#### OPDRACHTEN:
**a)** Beantwoord de volgende vragen over het fragment over groendaken:
(i) Op welke datum liep het project af?
(ii) Welk percentage van alle respondenten heeft effectief al een groendak?
(iii) Wat zien respondenten die de voordelen kennen als het grootste voordeel van een groendak?
**b)** Kopieer uit het fragment over groendaken letterlijk het stuk van "Wat denkt de" tot en met "op een appartement).".
**c)** Schrijf het fragment over groendaken verder en begin na de laatste zin.

#### GEKOZEN FRAGMENT:

◆ ◆ ◆ ◆

Het project ‘Verhogen van de functionaliteit van groendaken’, getrokken door VIVES onderzoeksgroep Groenmanagement, liep een tijdje terug (31 augustus 2015) af. Het project ambieerde een vooronderzoek te voeren om in een volgende fase een reële functionaliteit aan groendaken toe te voegen. Het vooronderzoek kaderde de groendakmarkt, z’n sterktes, zwaktes en uitdagingen. Het verkende eveneens mogelijke opportuniteiten met andere technologieën. Heel wat resultaten zijn bijzonder interessant voor architecten. Een top 10 van aanbevelingen naar de architecten- en studiebureaus vormt slechts één sprokkel van alle resultaten binnen dit project.

k-studio

Wat denkt de bouwheer en architect van groendaken?

 

Tijdens de voorlaatste batibouw-editie (2015) gebeurde een doorgedreven bevraging van zowel particulieren als professionelen over hun houding van groendaken en andere duurzame bouwtechnieken. Enkele kengetallen:

 

  • Ca. 49% van alle respondenten (bouwheer of professional) overweegt een extensief groendak, terwijl slechts 2% ervan effectief reeds een groendak heeft. Contradictorisch gezien overwegen vooral mensen met een alleenstaande woning (die veelal buiten de watergevoelige stedelijke kern geacht worden) een groendak (50% t.o.v. slechts 33% op een appartement).
  • Van alle respondenten die aangeven geen interesse te hebben, blijkt dat 42% ervan eigenlijk de techniek of de voordelen niet kennen. Architecten vormen (zie verder) dan ook een belangrijke schakel voor de informatieverstrekking of keuze van een groendak. De bouwheer (juist) informeren vormt hierbij een noodzaak. Doch, bij de doelgroep zelf blijkt ook daar nog kennis te ontbreken. Bij de professionelen zelf (architecten, aannemers, …) geeft 32% van iedereen die geen interesse heeft aan dat hij onvoldoende kennis heeft over de technieken en/of voordelen.
  • Respondenten die wél de voordelen kennen, geven vooral aan dat het grootste voordeel de energetische (isolerend effect) meerwaarde zou zijn, terwijl dit een net overschat voordeel vormt. Tweede hoog geacht voordeel is er omwille van de invloed op de dakbedekking die de levensduur aanzienlijk zou vergroten.

 

Verkennend werd ook het belang van andere groene technologieën afgetoetst. Zo blijkt dat bouwheren voornamelijk aandacht hebben voor een lagere elektriciteits- verwarmingskost of duurzamer omgaan met waterverbruik.

Martens-Van Caimere Architecten, Passiefwoning Sint-Niklaas: extensief sedum-dak

De groendaksector zelf: ervaringen?

 

Binnen het onderzoeksproject werden ook de ervaringen  van het merendeel van de groendakfabrikanten en –plaatsers gedetecteerd. Welke knelpunten ervaren zij?

◆ ◆ ◆ ◆

#### OPGESLAGEN GEGEVENS:
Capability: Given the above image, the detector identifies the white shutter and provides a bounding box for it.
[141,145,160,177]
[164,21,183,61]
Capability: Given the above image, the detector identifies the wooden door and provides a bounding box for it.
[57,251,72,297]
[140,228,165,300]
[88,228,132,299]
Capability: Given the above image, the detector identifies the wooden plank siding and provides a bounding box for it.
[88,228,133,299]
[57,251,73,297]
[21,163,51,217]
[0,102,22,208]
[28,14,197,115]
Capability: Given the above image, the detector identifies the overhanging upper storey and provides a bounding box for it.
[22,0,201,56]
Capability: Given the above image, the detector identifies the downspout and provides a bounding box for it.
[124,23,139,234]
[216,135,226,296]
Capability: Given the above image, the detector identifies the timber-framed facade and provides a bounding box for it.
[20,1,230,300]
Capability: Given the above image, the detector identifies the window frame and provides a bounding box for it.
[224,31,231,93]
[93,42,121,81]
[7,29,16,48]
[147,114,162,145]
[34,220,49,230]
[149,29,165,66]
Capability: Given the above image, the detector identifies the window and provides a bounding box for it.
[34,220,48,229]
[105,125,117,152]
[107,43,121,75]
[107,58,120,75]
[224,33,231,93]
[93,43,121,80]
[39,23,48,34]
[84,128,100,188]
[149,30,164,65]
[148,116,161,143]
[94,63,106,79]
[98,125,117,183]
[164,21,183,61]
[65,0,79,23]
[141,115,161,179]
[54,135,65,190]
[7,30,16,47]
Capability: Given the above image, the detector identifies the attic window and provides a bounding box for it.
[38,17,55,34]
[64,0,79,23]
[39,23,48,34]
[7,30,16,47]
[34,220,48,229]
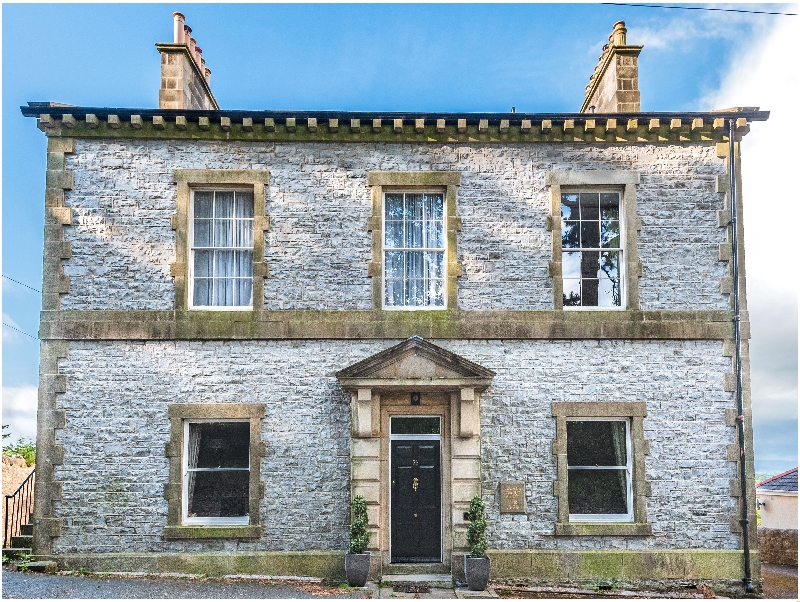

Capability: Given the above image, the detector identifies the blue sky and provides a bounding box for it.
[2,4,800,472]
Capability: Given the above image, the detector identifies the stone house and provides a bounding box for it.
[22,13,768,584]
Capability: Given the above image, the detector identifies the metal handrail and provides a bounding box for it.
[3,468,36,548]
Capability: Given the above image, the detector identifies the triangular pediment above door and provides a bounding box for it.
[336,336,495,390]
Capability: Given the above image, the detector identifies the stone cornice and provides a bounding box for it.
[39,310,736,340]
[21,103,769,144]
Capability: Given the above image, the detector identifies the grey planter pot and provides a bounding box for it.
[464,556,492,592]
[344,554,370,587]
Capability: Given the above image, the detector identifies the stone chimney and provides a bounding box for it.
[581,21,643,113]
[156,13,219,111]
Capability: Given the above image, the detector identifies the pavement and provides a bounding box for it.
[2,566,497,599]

◆ ◆ ◆ ◆

#### ANTWOORDEN:
**a)**
(i) Op 31 augustus 2015.
(ii) 2%.
(iii) De energetische meerwaarde, het isolerende effect.

**b)**
Wat denkt de bouwheer en architect van groendaken?

 

Tijdens de voorlaatste batibouw-editie (2015) gebeurde een doorgedreven bevraging van zowel particulieren als professionelen over hun houding van groendaken en andere duurzame bouwtechnieken. Enkele kengetallen:

 

  • Ca. 49% van alle respondenten (bouwheer of professional) overweegt een extensief groendak, terwijl slechts 2% ervan effectief reeds een groendak heeft. Contradictorisch gezien overwegen vooral mensen met een alleenstaande woning (die veelal buiten de watergevoelige stedelijke kern geacht worden) een groendak (50% t.o.v. slechts 33% op een appartement).

**c)**
 

Groendakfabrikanten pleiten voor een nauwgezettere bestekomschrijving. Onvoldoende aandacht tijdens de (technische) ontwerpfase en uitvoering  leiden er immers toe dat bewust of onbewust anomalieën kans krijgen. Het aanzien van groendaken als volwaardig component van de bouwschil vormt hierbij een eerste stap. De praktijk wijst uit dat zowel (neutrale) bestekopmaak als (enige vorm van) werfopvolging te kort schiet. Enkele gevolgen zijn hiervan: ondermaatse groei van gewenste vegetatie (te weinig substraat), onkruidgroei (ongepast substraat waarvan de oorsprong vaak niet gecontroleerd wordt), … . De meerkost voor de herstellingen overschaduwt hierbij vaak het imago en de gederfde kost van een degelijke begeleiding.

 

De esthetische meerwaarde van een kwalitatief groendak overstijgt meervoudig deze van de economische meerkost t.o.v. een groen schaamlapje. Al te vaak rijden groendaken het gaatje dicht tot de maximale belasting, waardoor te schaarse pakketten zich opdringen.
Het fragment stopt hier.